§ **Task details**:
In the data below, find each line containing the string "tree" and return it.

[Stored data entries]
⁂

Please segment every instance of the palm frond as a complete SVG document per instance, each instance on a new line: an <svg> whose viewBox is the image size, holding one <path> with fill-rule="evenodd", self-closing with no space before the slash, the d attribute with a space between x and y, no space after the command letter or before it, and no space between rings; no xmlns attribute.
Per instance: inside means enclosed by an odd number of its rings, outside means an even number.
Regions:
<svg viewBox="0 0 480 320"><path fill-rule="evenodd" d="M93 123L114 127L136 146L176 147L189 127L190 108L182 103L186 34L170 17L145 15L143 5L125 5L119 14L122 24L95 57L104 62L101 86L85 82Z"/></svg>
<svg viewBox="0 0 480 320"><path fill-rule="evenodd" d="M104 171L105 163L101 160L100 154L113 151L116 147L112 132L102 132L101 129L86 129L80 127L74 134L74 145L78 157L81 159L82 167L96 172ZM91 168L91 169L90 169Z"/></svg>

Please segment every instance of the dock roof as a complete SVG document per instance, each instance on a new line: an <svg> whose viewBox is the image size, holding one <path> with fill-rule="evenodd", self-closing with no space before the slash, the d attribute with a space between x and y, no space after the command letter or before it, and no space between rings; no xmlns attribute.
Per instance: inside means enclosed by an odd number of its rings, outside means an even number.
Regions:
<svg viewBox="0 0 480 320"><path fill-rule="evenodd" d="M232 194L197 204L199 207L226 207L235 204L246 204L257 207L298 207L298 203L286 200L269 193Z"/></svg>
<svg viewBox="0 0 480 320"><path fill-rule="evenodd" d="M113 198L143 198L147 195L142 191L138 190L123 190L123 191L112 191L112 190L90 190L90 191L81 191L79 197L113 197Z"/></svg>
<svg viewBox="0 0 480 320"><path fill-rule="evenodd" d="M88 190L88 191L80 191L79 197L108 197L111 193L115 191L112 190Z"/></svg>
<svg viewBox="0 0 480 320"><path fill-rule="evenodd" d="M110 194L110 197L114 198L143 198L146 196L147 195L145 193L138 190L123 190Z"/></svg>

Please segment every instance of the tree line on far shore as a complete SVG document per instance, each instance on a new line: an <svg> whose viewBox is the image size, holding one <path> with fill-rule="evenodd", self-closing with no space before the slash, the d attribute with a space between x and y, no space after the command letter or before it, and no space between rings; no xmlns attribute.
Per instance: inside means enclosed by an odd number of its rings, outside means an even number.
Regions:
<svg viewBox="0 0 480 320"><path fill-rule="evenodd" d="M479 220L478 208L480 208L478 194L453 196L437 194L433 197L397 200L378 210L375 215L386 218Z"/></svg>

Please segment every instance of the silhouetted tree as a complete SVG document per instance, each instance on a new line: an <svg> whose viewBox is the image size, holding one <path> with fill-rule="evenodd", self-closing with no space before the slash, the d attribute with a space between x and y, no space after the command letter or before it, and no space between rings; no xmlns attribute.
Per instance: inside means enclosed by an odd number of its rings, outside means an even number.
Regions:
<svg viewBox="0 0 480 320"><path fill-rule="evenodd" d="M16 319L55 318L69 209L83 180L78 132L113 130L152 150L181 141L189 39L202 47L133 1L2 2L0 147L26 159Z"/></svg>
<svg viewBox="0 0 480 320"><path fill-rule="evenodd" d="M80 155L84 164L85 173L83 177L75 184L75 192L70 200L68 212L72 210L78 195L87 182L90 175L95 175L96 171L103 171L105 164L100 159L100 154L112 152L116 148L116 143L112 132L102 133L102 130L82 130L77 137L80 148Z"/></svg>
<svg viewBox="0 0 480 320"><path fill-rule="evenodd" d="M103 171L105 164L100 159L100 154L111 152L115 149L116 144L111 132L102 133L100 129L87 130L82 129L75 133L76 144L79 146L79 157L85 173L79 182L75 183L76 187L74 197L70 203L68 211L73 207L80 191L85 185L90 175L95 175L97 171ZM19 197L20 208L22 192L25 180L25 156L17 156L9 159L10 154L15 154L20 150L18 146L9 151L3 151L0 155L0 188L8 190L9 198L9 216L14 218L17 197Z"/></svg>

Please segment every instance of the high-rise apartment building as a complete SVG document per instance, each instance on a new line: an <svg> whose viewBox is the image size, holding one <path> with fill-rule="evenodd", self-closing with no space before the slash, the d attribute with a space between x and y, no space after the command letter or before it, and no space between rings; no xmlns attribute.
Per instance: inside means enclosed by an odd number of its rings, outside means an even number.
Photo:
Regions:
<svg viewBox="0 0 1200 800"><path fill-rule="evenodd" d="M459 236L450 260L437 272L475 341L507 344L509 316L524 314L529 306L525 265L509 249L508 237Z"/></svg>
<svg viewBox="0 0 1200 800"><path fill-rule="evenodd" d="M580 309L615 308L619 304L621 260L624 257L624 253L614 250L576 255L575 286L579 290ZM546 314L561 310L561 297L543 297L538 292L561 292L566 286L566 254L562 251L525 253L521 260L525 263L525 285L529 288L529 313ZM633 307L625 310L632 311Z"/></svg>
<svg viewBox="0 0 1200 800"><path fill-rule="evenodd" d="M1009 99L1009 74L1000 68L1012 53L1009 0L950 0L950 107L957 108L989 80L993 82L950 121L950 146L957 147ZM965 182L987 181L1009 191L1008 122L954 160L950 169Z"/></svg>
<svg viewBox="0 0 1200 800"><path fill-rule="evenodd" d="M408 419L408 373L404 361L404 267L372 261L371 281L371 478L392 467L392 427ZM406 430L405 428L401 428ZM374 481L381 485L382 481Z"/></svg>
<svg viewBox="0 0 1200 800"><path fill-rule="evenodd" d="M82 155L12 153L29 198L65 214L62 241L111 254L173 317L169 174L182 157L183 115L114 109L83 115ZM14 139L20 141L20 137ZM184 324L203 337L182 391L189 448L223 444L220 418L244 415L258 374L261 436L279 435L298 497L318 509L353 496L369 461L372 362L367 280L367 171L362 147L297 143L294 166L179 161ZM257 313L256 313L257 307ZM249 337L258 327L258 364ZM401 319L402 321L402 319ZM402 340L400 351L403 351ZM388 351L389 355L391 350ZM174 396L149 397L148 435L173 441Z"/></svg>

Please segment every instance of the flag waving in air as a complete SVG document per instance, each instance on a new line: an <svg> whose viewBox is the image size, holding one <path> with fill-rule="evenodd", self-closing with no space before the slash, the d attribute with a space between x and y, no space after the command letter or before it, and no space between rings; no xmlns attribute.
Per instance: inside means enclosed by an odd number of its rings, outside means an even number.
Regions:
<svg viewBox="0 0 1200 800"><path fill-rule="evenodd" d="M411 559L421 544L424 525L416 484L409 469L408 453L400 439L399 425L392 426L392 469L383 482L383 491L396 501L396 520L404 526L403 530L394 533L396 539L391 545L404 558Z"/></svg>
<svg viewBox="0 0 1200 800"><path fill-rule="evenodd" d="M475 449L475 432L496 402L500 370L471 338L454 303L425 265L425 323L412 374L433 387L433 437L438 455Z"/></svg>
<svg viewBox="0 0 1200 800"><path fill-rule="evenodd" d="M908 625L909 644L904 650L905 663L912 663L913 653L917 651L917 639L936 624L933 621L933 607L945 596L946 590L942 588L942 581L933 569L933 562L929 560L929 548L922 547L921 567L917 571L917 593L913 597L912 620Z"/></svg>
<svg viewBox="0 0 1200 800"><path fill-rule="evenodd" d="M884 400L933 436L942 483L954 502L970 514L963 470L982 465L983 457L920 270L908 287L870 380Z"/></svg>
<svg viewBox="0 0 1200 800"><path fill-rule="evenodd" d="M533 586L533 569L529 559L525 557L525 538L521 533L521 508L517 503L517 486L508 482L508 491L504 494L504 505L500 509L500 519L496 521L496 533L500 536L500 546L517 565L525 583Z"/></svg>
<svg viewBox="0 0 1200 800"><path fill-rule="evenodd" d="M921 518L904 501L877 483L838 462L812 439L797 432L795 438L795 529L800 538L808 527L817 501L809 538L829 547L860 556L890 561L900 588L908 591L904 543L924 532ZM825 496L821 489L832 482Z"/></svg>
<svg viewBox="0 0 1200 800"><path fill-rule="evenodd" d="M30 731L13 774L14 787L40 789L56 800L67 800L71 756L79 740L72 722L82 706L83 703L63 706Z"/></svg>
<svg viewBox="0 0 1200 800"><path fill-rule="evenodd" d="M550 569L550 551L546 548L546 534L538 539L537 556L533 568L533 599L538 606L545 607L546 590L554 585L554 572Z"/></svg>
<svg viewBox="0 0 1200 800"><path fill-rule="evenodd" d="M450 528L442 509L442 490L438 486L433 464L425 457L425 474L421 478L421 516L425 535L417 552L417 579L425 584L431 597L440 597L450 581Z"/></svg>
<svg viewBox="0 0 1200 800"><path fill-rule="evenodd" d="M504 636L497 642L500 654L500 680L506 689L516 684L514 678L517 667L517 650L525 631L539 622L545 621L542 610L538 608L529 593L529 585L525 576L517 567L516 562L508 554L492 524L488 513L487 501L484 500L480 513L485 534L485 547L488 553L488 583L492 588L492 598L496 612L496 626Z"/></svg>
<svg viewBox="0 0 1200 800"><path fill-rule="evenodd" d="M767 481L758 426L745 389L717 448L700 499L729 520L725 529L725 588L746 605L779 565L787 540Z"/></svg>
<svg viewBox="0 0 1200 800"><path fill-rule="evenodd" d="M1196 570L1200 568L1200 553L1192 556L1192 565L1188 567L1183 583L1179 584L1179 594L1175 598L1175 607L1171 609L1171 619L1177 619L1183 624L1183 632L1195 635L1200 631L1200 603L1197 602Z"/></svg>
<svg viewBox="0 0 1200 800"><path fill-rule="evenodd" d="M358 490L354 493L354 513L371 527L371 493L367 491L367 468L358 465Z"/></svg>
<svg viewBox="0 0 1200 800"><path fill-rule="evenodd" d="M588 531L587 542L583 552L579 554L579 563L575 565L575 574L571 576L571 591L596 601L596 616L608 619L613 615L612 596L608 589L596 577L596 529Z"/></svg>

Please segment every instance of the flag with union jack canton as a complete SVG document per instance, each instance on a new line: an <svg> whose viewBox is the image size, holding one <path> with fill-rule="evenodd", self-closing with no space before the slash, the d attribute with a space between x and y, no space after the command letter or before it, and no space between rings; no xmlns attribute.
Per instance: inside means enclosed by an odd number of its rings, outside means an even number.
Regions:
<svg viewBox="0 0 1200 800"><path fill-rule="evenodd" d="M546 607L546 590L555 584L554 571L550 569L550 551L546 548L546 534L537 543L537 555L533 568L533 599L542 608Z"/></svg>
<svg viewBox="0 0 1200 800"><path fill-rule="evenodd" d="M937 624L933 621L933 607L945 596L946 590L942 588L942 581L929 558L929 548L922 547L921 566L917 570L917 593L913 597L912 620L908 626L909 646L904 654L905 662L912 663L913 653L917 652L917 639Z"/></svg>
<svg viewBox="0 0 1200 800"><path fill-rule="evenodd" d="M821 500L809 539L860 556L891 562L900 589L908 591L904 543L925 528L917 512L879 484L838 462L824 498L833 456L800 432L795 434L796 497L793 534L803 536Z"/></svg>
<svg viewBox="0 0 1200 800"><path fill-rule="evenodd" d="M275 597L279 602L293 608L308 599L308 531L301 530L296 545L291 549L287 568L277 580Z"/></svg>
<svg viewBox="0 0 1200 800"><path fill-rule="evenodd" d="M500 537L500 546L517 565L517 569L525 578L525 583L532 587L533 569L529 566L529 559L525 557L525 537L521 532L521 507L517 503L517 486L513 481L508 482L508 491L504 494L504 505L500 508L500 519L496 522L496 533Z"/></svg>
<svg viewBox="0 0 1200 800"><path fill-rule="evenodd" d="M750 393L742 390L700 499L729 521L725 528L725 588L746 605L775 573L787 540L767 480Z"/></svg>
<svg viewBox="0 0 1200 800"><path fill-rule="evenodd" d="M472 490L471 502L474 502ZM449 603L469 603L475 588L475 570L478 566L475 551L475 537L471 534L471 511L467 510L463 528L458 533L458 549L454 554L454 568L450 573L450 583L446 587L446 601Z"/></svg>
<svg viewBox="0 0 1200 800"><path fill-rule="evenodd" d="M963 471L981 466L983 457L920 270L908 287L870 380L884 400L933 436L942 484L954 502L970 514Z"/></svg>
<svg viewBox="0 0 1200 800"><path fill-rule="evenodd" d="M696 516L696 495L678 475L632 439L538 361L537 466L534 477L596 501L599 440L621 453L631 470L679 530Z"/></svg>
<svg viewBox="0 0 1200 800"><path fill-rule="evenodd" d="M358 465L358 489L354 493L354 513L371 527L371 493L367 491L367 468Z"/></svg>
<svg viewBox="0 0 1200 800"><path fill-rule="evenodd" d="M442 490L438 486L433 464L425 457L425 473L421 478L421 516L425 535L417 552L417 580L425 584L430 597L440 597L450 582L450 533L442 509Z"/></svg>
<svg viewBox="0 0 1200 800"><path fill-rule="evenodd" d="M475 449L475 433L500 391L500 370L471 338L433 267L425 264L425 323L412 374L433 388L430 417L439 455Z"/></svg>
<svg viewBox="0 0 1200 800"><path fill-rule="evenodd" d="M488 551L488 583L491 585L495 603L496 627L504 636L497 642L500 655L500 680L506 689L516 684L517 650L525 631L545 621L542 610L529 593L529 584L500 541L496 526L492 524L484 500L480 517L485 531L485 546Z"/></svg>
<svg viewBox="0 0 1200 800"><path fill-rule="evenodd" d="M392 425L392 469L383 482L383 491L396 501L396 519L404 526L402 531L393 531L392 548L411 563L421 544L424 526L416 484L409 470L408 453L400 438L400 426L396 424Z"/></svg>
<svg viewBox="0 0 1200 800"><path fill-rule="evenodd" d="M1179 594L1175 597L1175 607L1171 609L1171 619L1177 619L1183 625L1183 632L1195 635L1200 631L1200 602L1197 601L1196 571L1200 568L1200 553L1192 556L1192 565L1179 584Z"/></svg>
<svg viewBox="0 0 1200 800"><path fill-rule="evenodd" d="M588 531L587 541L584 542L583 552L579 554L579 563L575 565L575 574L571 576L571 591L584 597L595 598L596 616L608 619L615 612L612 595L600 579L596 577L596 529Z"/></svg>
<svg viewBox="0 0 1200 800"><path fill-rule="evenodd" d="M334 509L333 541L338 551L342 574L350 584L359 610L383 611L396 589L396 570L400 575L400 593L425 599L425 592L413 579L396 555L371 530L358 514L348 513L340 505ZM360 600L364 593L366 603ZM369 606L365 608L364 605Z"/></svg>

⁂

§ **The completed task**:
Please segment every instance of the tree line on far shore as a complete SVG document per instance, each instance on a new line: an <svg> whose viewBox is the image size, holding one <path> with fill-rule="evenodd", self-closing with no space before the slash, the d attribute with a space between x and y, no space after the command letter or before it, and no space between rings; no xmlns attribute.
Please segment every instance of the silhouetted tree as a complete SVG document per instance, each instance on a new line: an <svg> whose viewBox is the image size, holding one <path> with fill-rule="evenodd", self-closing with no space before the slash, the d attribute with a space between x and y, no space after the command letter or before it, and no space between rings; no xmlns attribute.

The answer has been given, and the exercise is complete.